Nothing but the lines from the one containing "[point] every instance of the snow-covered ground" to the end of the data should be copied, exactly, and the pictures stay out.

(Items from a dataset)
-- Opening Marker --

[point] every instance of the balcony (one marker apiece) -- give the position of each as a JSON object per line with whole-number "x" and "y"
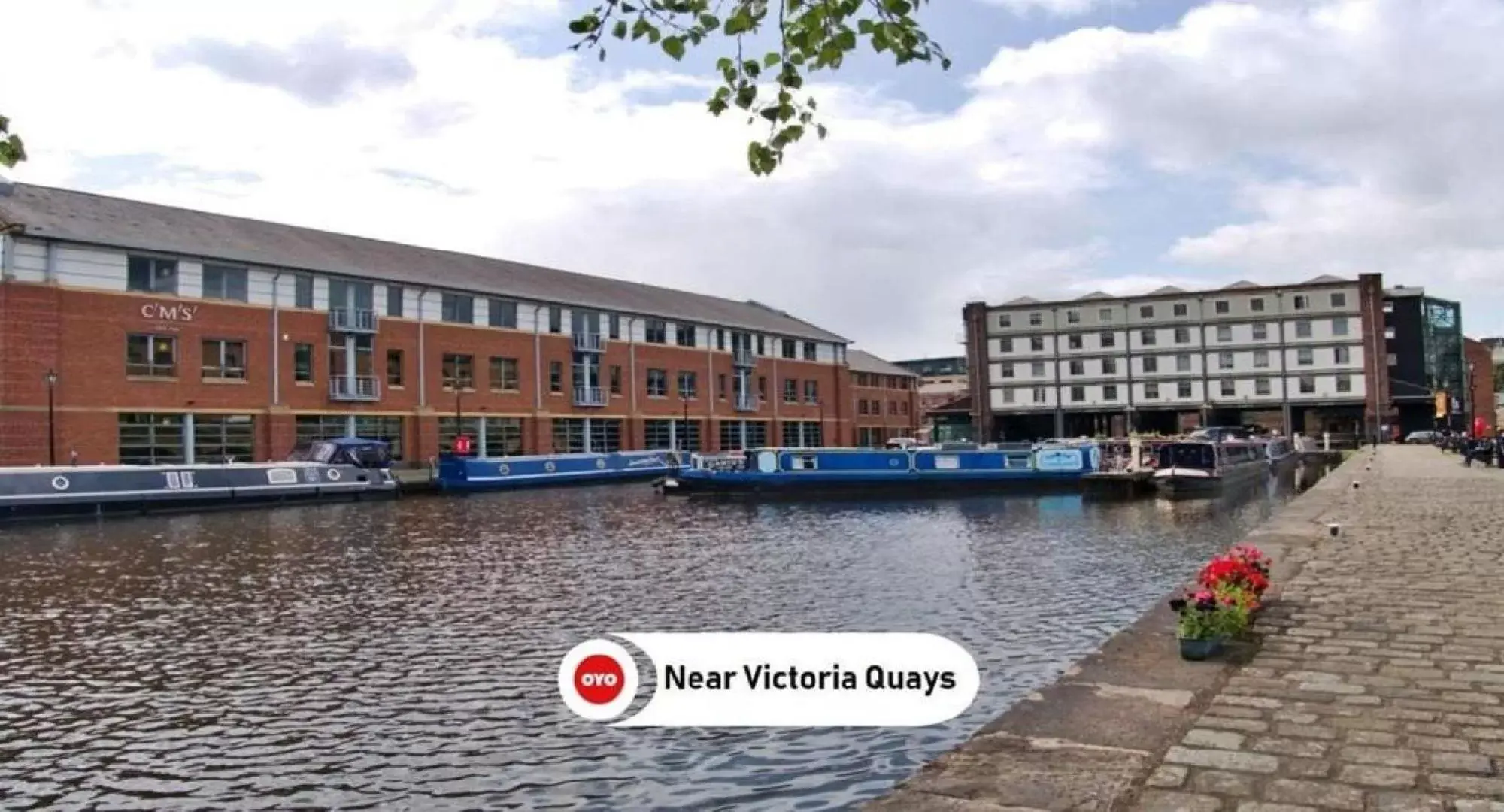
{"x": 362, "y": 387}
{"x": 353, "y": 320}
{"x": 589, "y": 342}
{"x": 590, "y": 396}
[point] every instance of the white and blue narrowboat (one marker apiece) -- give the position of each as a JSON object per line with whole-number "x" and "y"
{"x": 905, "y": 471}
{"x": 461, "y": 474}
{"x": 336, "y": 470}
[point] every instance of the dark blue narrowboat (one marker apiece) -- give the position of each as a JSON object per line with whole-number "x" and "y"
{"x": 459, "y": 474}
{"x": 339, "y": 470}
{"x": 909, "y": 473}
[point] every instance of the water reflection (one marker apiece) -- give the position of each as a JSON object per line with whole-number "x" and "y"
{"x": 366, "y": 656}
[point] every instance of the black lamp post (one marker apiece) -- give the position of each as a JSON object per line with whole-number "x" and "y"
{"x": 52, "y": 435}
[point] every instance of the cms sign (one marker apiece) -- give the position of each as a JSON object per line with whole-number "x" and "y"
{"x": 165, "y": 312}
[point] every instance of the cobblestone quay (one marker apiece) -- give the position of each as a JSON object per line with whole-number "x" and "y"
{"x": 1378, "y": 685}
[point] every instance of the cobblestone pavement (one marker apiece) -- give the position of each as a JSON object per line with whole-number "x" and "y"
{"x": 1380, "y": 685}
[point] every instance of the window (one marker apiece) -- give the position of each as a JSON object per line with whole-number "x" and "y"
{"x": 458, "y": 372}
{"x": 502, "y": 314}
{"x": 222, "y": 282}
{"x": 223, "y": 438}
{"x": 223, "y": 360}
{"x": 656, "y": 333}
{"x": 151, "y": 276}
{"x": 303, "y": 291}
{"x": 151, "y": 440}
{"x": 151, "y": 356}
{"x": 505, "y": 375}
{"x": 303, "y": 363}
{"x": 458, "y": 309}
{"x": 395, "y": 368}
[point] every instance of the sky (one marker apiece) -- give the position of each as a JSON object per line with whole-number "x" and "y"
{"x": 1073, "y": 147}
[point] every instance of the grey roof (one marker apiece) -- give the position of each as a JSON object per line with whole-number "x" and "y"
{"x": 91, "y": 219}
{"x": 869, "y": 363}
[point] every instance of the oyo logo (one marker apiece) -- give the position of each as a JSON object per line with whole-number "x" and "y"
{"x": 598, "y": 680}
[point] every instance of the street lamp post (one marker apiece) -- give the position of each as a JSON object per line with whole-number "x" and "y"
{"x": 52, "y": 434}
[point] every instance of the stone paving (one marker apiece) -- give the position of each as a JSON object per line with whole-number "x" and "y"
{"x": 1380, "y": 685}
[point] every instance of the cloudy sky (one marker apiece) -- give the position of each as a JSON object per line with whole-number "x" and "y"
{"x": 1075, "y": 145}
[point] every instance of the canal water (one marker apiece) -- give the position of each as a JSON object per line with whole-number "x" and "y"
{"x": 405, "y": 655}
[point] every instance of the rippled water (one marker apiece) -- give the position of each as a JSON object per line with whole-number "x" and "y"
{"x": 405, "y": 655}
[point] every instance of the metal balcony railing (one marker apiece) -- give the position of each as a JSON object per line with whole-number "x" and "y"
{"x": 590, "y": 396}
{"x": 348, "y": 320}
{"x": 362, "y": 387}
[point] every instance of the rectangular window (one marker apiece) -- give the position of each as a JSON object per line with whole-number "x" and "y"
{"x": 458, "y": 309}
{"x": 303, "y": 291}
{"x": 303, "y": 363}
{"x": 223, "y": 282}
{"x": 458, "y": 372}
{"x": 505, "y": 375}
{"x": 223, "y": 360}
{"x": 502, "y": 314}
{"x": 395, "y": 368}
{"x": 151, "y": 276}
{"x": 151, "y": 356}
{"x": 151, "y": 440}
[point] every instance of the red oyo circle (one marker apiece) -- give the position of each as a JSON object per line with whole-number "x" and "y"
{"x": 599, "y": 679}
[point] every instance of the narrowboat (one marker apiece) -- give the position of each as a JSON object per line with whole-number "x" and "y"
{"x": 333, "y": 470}
{"x": 899, "y": 471}
{"x": 1201, "y": 467}
{"x": 465, "y": 474}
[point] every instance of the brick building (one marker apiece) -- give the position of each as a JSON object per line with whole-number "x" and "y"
{"x": 177, "y": 336}
{"x": 885, "y": 401}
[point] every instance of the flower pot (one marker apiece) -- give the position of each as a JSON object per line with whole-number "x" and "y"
{"x": 1199, "y": 649}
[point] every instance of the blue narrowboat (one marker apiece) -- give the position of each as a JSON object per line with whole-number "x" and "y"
{"x": 461, "y": 474}
{"x": 911, "y": 471}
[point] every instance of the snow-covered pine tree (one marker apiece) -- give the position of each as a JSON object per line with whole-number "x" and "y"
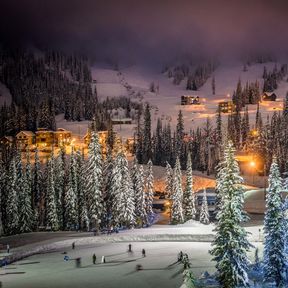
{"x": 2, "y": 193}
{"x": 134, "y": 175}
{"x": 51, "y": 207}
{"x": 188, "y": 196}
{"x": 177, "y": 195}
{"x": 140, "y": 204}
{"x": 12, "y": 212}
{"x": 107, "y": 177}
{"x": 115, "y": 190}
{"x": 26, "y": 214}
{"x": 204, "y": 212}
{"x": 60, "y": 185}
{"x": 274, "y": 230}
{"x": 122, "y": 194}
{"x": 83, "y": 219}
{"x": 127, "y": 205}
{"x": 36, "y": 187}
{"x": 285, "y": 212}
{"x": 149, "y": 191}
{"x": 70, "y": 205}
{"x": 231, "y": 244}
{"x": 94, "y": 181}
{"x": 147, "y": 143}
{"x": 168, "y": 180}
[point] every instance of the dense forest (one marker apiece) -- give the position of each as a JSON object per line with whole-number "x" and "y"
{"x": 48, "y": 83}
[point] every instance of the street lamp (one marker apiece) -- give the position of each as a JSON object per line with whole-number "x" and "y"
{"x": 253, "y": 166}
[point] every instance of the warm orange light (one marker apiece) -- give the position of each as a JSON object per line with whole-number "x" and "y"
{"x": 252, "y": 164}
{"x": 255, "y": 133}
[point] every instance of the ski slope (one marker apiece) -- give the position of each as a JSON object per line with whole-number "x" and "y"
{"x": 166, "y": 103}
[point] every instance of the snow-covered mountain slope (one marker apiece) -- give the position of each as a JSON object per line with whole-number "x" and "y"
{"x": 135, "y": 81}
{"x": 5, "y": 96}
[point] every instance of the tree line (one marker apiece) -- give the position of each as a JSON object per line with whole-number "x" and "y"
{"x": 74, "y": 193}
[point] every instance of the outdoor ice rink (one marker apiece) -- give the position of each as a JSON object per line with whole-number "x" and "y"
{"x": 50, "y": 270}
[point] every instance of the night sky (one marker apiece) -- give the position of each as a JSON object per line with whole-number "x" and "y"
{"x": 147, "y": 30}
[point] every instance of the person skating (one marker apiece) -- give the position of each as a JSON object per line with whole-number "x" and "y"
{"x": 139, "y": 267}
{"x": 78, "y": 262}
{"x": 180, "y": 256}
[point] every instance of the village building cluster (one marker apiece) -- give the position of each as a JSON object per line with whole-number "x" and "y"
{"x": 44, "y": 140}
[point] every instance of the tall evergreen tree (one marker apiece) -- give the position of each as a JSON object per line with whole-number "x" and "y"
{"x": 177, "y": 196}
{"x": 12, "y": 212}
{"x": 60, "y": 186}
{"x": 36, "y": 191}
{"x": 140, "y": 204}
{"x": 51, "y": 206}
{"x": 147, "y": 142}
{"x": 204, "y": 212}
{"x": 168, "y": 180}
{"x": 231, "y": 244}
{"x": 94, "y": 181}
{"x": 149, "y": 191}
{"x": 123, "y": 205}
{"x": 179, "y": 135}
{"x": 83, "y": 219}
{"x": 26, "y": 215}
{"x": 188, "y": 196}
{"x": 274, "y": 254}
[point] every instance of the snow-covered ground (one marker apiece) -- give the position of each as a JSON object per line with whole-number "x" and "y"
{"x": 159, "y": 267}
{"x": 134, "y": 82}
{"x": 5, "y": 96}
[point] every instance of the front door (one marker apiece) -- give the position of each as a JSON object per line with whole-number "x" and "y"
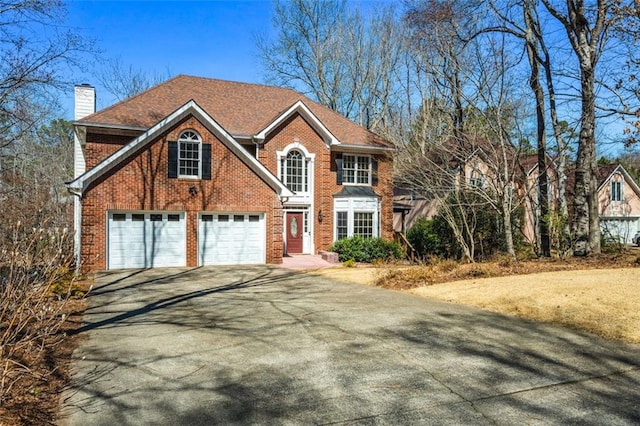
{"x": 294, "y": 233}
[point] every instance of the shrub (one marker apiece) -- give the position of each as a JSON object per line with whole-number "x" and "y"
{"x": 362, "y": 249}
{"x": 36, "y": 277}
{"x": 423, "y": 238}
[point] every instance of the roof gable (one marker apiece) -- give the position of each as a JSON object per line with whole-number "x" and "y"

-- Closing Marker --

=== Reply to the task ===
[point] every instance of the snow-covered ground (one marker apiece) -- give the position of each as a JSON object per line with whole-number "x" and "y"
{"x": 159, "y": 267}
{"x": 134, "y": 82}
{"x": 5, "y": 96}
[point] every instance of the front door (one marker apiece) -- give the position of each as a JSON object per line with whole-number "x" and "y"
{"x": 294, "y": 233}
[point] every instance of the shrub (one marker apiece) -- give the position of each as a JSON object per line with whole-number "x" and "y"
{"x": 362, "y": 249}
{"x": 36, "y": 277}
{"x": 423, "y": 238}
[point] every instance of the roof gable (one marker apiece) -- give the position of each as a JSON object per line with whole-number "x" and "y"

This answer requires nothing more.